▶ Given records:
++++++++++++++++++++

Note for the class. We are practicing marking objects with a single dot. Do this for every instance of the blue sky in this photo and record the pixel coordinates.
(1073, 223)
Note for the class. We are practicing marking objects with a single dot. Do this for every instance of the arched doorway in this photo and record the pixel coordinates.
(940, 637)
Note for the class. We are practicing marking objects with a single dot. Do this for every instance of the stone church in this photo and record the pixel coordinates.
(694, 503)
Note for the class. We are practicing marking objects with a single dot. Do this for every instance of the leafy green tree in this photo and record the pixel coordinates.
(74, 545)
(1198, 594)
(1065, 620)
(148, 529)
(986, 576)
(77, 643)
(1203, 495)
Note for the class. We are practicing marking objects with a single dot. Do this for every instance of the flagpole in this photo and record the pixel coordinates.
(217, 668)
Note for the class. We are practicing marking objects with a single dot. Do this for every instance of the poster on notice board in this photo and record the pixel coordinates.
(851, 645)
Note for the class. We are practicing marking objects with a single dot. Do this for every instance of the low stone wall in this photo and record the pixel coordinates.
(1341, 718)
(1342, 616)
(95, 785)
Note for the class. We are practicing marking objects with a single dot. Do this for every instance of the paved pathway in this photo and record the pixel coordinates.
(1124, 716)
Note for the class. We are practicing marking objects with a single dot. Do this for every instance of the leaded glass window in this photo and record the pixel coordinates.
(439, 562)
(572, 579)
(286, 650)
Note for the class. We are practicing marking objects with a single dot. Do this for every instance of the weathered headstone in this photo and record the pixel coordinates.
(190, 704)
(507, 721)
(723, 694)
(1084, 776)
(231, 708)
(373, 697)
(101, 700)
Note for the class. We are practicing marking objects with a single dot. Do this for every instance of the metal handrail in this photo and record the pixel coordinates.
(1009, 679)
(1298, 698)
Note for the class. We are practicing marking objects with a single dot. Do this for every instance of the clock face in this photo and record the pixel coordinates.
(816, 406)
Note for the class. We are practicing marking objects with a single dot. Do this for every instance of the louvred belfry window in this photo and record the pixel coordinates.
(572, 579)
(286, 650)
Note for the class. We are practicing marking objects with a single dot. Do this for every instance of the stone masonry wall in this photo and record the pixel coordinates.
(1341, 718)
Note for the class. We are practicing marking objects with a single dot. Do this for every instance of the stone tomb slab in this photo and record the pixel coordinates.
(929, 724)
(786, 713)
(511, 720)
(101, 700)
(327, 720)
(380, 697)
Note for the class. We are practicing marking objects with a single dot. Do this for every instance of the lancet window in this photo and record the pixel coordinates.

++++++++++++++++++++

▶ Work instructions:
Rewrite all of the entries above, replacing "single dot" with "single point" wherever it occurs and leaving everything else unchanged.

▶ Task result:
Note for the class. We are practicing marking objects with a single point. Do this for every instance of the blue sky in this photo and record the pixel coordinates.
(1073, 223)
Note for the class. We are practicing marking objects with a single point. Do this for every instance of the arched doorway in this photo and record the pixel coordinates.
(940, 637)
Note for the class. We are practicing marking objects with a single point. Do this for every instance of the stone church in this photo and record the pixel coordinates.
(694, 503)
Note for the class. We are practicing marking objects with a single point. Do this for every instance of the leafy green tree in this photo and record the pixel coordinates.
(74, 545)
(1198, 594)
(1065, 620)
(148, 529)
(986, 576)
(77, 643)
(1203, 495)
Note for the class. We are practicing marking objects with a single point. Do this for every instance of the flagpole in this photo and record the pixel coordinates.
(217, 668)
Note for the class. We are practicing marking objects with a single point. Do this for every instance of the poster on notice board in this photo and record the pixel coordinates.
(851, 645)
Note for the class. We are practicing marking objects with a single point. Do this for every instance of the low stone wall in this photo and record the pixel coordinates.
(1341, 718)
(1342, 616)
(95, 785)
Note for the class. We are practicing marking objects with a single point. Do this for every instance of the paved pathway in this photo and record the pixel coordinates.
(1124, 716)
Note for the class. We are practicing marking objects with a single point. Do this for every instance of the leaded glass window in this photo and record the pixel coordinates.
(439, 562)
(572, 579)
(286, 650)
Note for the class. We are practicing marking objects with a single point. Do this for every instance of the weathered headstone in this photo and record the pixel coordinates.
(190, 704)
(507, 721)
(723, 694)
(1084, 776)
(231, 708)
(373, 697)
(101, 700)
Note for the class. We are practicing marking objects with a single point. Do this for every instance of the metal handrail in this photo and record the pixel coordinates.
(1009, 679)
(1298, 698)
Note for the class. We are practicing marking objects with a single point. Do this for every instance of the clock face in this photo and record the pixel coordinates.
(816, 406)
Note for the class. We are practicing marking objects with a single point. Do this for every instance of the louvred belfry window in this photo and record the pixel coordinates.
(572, 579)
(286, 650)
Note for the class. We are practicing marking objects with a single point. Do this for every instance of the stone masonry wall in this photo and record the pixel coordinates.
(1341, 718)
Note for the class. We are practicing marking objects with a single point. Do this for every instance of the stone tomb slab in this photo and record the pixel coordinates.
(929, 724)
(786, 713)
(511, 720)
(101, 700)
(327, 720)
(380, 697)
Note for the class. We are practicing marking objects with a single point. Do this for every instance of the lancet window in this photo and record the pixel coordinates.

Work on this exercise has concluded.